### [Task objective]
Search the records for "below". Report every line where it occurs.

### [Record set]
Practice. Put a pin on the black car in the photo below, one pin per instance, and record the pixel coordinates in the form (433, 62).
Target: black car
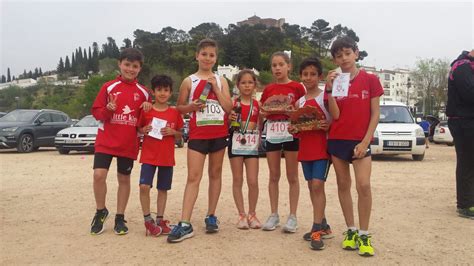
(27, 130)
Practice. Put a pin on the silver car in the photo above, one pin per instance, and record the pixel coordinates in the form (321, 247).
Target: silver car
(80, 137)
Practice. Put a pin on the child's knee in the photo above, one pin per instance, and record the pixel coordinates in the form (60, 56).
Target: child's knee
(144, 188)
(364, 189)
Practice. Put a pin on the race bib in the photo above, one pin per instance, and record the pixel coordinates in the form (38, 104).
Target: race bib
(211, 115)
(277, 132)
(245, 144)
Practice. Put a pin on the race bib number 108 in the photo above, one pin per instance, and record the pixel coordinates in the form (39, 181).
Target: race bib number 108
(277, 132)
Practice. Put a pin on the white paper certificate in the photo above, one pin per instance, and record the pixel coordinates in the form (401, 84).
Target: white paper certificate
(157, 124)
(340, 86)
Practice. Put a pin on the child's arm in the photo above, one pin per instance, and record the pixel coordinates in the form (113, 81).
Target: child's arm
(361, 149)
(333, 108)
(182, 103)
(104, 105)
(223, 95)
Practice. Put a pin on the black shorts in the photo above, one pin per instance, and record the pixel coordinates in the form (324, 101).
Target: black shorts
(102, 161)
(206, 146)
(231, 155)
(344, 149)
(285, 146)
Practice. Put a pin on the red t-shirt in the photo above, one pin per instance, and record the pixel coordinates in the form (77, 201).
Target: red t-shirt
(292, 89)
(117, 134)
(354, 116)
(208, 131)
(160, 152)
(313, 143)
(246, 111)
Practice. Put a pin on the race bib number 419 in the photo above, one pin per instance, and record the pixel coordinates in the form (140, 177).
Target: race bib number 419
(211, 115)
(277, 132)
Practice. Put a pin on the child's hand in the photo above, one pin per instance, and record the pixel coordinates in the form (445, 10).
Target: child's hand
(360, 150)
(146, 106)
(146, 129)
(213, 82)
(112, 104)
(167, 131)
(196, 105)
(232, 116)
(323, 124)
(330, 78)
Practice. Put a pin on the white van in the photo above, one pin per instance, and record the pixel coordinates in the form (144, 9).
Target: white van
(397, 132)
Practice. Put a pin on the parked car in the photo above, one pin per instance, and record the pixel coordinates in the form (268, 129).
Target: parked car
(442, 134)
(80, 137)
(397, 132)
(28, 130)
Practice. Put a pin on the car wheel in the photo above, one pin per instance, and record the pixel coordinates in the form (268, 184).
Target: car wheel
(63, 151)
(25, 143)
(418, 157)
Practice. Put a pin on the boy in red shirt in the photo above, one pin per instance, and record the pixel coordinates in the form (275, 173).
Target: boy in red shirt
(349, 139)
(312, 151)
(117, 108)
(158, 153)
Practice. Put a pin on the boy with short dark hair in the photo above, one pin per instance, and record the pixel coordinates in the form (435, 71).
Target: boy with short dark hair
(158, 153)
(117, 108)
(349, 141)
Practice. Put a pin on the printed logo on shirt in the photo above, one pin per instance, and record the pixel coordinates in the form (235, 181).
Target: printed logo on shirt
(136, 96)
(292, 96)
(125, 118)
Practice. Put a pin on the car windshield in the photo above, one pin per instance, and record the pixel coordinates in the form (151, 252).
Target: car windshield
(395, 114)
(87, 121)
(19, 116)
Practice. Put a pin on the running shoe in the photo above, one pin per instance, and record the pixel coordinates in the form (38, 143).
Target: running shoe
(180, 233)
(97, 225)
(316, 241)
(350, 239)
(165, 226)
(212, 224)
(365, 247)
(325, 234)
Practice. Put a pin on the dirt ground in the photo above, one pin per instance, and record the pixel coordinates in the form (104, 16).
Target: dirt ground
(47, 205)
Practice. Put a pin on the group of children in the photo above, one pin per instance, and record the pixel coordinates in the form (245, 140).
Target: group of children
(124, 109)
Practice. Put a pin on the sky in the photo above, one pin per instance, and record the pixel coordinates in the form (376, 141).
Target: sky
(394, 33)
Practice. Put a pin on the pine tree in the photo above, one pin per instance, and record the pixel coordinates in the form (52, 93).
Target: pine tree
(67, 64)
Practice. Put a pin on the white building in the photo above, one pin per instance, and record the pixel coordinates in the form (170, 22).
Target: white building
(231, 71)
(22, 83)
(396, 84)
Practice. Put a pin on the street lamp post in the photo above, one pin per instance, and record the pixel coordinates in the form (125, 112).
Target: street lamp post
(408, 91)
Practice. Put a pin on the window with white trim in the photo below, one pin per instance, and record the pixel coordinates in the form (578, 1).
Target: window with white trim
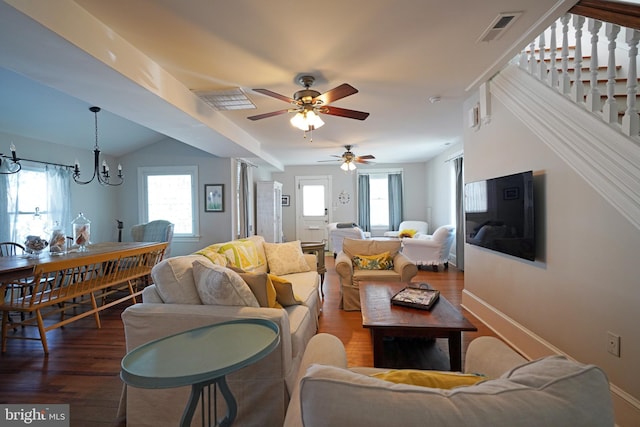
(170, 193)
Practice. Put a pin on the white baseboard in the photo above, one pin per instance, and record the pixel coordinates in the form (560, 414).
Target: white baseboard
(532, 346)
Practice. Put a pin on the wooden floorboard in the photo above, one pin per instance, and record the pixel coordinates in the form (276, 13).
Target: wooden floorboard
(83, 366)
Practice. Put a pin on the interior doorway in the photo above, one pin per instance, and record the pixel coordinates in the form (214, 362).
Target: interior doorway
(313, 195)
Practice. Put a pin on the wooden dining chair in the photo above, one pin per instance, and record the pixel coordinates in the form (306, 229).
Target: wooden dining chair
(11, 249)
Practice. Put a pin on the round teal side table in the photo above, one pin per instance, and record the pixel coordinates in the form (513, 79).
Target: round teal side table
(201, 357)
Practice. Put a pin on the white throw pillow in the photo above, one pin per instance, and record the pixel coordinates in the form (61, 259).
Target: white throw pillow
(218, 285)
(173, 278)
(285, 258)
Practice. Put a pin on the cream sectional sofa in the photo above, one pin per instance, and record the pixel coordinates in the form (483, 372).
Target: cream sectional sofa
(552, 391)
(173, 305)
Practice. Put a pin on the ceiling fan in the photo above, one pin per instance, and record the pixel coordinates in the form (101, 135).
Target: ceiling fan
(308, 104)
(349, 159)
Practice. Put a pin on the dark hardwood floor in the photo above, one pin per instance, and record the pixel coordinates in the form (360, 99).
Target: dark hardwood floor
(83, 366)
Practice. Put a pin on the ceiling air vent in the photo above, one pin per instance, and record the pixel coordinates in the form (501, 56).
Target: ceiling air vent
(498, 26)
(226, 99)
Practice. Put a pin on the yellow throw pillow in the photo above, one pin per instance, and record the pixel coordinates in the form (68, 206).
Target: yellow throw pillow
(242, 254)
(285, 258)
(284, 291)
(381, 261)
(433, 379)
(407, 233)
(262, 288)
(214, 256)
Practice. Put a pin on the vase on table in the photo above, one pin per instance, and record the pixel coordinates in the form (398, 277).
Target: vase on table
(81, 232)
(58, 241)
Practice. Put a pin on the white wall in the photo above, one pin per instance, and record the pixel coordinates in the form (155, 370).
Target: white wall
(414, 194)
(98, 203)
(440, 188)
(585, 279)
(214, 226)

### [Answer to this problem]
Practice. Put a pin on the black car in the photo below, one pin per instance, and record the pixel coordinates in the form (433, 62).
Practice. Put a pin on the window with white trim in the photo below, one pin per instance, and record the pixel coordinates in the form (578, 1).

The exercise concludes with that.